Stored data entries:
>>>>>
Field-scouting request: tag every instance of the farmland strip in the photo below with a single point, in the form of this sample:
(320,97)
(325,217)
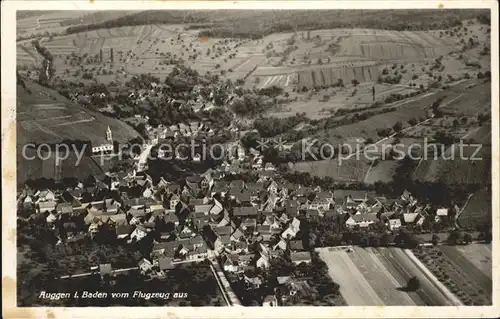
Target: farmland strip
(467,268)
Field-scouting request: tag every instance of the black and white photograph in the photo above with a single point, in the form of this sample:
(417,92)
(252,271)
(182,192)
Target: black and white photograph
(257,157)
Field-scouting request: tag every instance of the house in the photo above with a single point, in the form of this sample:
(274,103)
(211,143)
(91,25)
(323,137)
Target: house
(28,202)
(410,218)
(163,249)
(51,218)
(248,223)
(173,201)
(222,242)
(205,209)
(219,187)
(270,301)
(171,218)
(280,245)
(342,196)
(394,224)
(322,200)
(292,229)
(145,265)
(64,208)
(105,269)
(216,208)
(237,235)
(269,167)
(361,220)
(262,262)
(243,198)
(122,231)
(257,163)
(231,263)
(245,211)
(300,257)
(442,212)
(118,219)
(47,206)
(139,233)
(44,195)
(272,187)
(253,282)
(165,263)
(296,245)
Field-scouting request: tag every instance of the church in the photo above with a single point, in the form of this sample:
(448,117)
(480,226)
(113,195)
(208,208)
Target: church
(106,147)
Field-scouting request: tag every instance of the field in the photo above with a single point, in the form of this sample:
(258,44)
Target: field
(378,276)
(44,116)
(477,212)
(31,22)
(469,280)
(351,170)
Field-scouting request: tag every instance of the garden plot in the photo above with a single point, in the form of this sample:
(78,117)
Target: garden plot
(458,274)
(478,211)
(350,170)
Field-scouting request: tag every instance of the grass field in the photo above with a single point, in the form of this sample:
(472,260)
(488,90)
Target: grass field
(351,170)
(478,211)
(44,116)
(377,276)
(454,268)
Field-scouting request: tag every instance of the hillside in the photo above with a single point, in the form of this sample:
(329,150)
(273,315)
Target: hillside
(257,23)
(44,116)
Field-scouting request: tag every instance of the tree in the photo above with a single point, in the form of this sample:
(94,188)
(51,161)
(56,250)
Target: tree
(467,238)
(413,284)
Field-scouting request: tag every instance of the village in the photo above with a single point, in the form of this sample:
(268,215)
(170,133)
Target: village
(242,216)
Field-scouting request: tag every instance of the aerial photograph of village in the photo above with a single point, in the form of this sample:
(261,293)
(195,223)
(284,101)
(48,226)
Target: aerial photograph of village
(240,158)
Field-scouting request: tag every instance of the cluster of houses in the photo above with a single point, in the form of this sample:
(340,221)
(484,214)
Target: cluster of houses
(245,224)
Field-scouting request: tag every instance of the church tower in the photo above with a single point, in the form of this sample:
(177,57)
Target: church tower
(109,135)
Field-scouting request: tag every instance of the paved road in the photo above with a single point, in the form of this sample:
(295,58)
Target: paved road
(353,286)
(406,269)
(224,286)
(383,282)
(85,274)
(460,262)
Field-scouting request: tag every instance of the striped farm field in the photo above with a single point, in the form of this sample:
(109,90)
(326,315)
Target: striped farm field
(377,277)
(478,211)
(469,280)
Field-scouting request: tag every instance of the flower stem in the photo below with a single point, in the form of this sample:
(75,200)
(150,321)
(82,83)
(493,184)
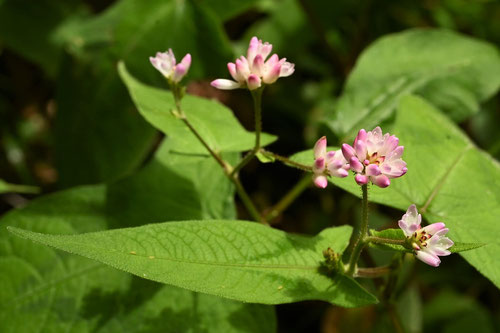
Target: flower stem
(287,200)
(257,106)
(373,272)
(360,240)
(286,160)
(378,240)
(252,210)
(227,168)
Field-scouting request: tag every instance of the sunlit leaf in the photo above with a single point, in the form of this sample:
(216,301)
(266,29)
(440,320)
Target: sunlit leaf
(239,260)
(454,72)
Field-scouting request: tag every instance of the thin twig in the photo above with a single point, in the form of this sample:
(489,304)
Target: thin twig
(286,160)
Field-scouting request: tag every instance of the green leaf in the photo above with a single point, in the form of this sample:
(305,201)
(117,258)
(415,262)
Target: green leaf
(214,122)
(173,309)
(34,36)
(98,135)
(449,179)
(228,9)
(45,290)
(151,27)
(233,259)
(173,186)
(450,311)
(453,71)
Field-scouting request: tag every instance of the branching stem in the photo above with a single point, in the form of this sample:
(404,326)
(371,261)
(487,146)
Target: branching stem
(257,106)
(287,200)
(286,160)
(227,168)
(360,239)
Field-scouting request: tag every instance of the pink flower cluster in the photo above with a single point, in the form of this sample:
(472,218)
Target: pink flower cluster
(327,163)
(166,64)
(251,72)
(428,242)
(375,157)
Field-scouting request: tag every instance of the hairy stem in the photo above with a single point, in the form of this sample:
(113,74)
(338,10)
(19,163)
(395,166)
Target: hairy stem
<<<<<
Copy out all of the material above word for word, leaving out the pictures.

Answer for the task:
Field-scouting request: tag every instance of the farmland strip in the photo below with a single point, in the form of this sample:
(320,97)
(325,217)
Target: farmland strip
(467,268)
Field-scouting request: tag every instance of the black and white photograph in the photo above with a single point, in the form of this sample:
(417,92)
(252,271)
(182,192)
Target: black and white photograph
(257,157)
Field-scouting request: tag every instance of the house in the photo above with a single point, in the form of this sample:
(274,103)
(211,143)
(91,25)
(323,137)
Target: house
(28,202)
(410,218)
(163,249)
(51,218)
(248,223)
(173,201)
(222,242)
(205,209)
(219,187)
(270,301)
(171,218)
(280,245)
(342,196)
(394,224)
(322,200)
(292,229)
(145,265)
(64,208)
(105,269)
(216,208)
(237,235)
(269,167)
(361,220)
(262,262)
(243,198)
(122,231)
(257,163)
(231,263)
(245,211)
(300,257)
(442,212)
(118,219)
(47,206)
(139,233)
(44,195)
(272,187)
(253,282)
(165,263)
(296,245)
Field-scouting request: tag every instance of the church in the photo above with a single point, in the form of this sample:
(448,117)
(480,226)
(113,195)
(208,208)
Target: church
(106,147)
Field-scouting request: tag every instance of the field in the photo above with a single point, in the form of this sample:
(258,44)
Target: field
(378,276)
(44,116)
(477,212)
(31,22)
(469,280)
(351,170)
Field-scouting request: tag every instance of the garden plot in the photo above with a single point, in the form of this sample:
(78,117)
Target: garden plot
(458,274)
(478,211)
(350,170)
Field-scouting request: tag every instance of the grass field in the photo above with a single point, in the form of this sample:
(472,260)
(488,90)
Target: grass field
(351,170)
(478,211)
(44,116)
(377,276)
(454,268)
Field-scouting request: tag every instance of the hillside in the photo above with a single point, in the form of this sample:
(329,150)
(273,315)
Target: hillside
(257,23)
(44,116)
Field-scouting request: tag every instance of the tree in the photo above with a single point, in the form of this sample:
(94,188)
(51,161)
(56,250)
Target: tree
(467,238)
(413,284)
Field-scouting request: tag every instance of the village in the photo above with a single point, in the form of this sample:
(268,215)
(170,133)
Target: village
(242,216)
Field-scouting request: tag every instance of the aerial photograph of village in the photo above with a single point, in the form of this sample:
(261,293)
(195,223)
(284,101)
(48,226)
Target: aerial photograph of village
(240,158)
Field-scouting request: tag every instance of the cluster of houses in the photo above with a single point, in the form of this sample:
(340,221)
(484,214)
Target: cluster of houses
(245,224)
Field-scouting request: tag every instance of the church tower in the photo above with a single point, in the form of this sample:
(177,57)
Target: church tower
(109,135)
Field-scouting request: tag every instance of the paved road in the photo above with a single point, in the form of this sample:
(295,58)
Target: paved road
(353,286)
(406,269)
(224,286)
(383,282)
(85,274)
(460,262)
Field-scouting request: tag every instance of the striped farm field in the photo above with a single point, in the form of this sample:
(109,90)
(326,315)
Target: striped farm field
(377,277)
(478,211)
(469,280)
Field-scouting request: tag every instance of the flower stem in the photo below with a single point, in the form of this sample:
(75,200)
(150,321)
(82,83)
(493,184)
Target: flower stem
(287,200)
(257,106)
(373,272)
(360,240)
(286,160)
(378,240)
(252,210)
(227,168)
Field-scouting request: tag every instance of the sunlit leaf in the photo above with a single point, in the form of this sample:
(216,301)
(266,29)
(440,320)
Target: sunlit leaf
(239,260)
(454,72)
Field-scouting request: tag every instance of the thin twig in the photo above with a single point, in the form of this sample:
(489,304)
Target: thin twig
(286,160)
Field-scouting request: tag every instance of the green leaf in the photo above with a single point, in the form of this sample:
(305,201)
(117,258)
(415,262)
Target: green leaf
(214,122)
(173,309)
(34,36)
(98,135)
(449,179)
(228,9)
(45,290)
(151,27)
(233,259)
(173,186)
(450,311)
(453,71)
Field-scouting request: tag every instance of the branching stem in the photo above with a single point, in the form of this sample:
(404,326)
(371,261)
(487,146)
Target: branching stem
(257,106)
(287,200)
(286,160)
(227,168)
(360,239)
Field-scouting request: tag every instance of the pink flower cluster in the photo above with a single point, in the form of this sample:
(472,218)
Target: pink flower cluster
(327,163)
(166,64)
(251,72)
(428,242)
(375,157)
Field-scouting request: tag every instance of the hairy stem in the photo above with a single point, in the form of this sample:
(113,74)
(338,10)
(19,163)
(395,166)
Target: hairy stem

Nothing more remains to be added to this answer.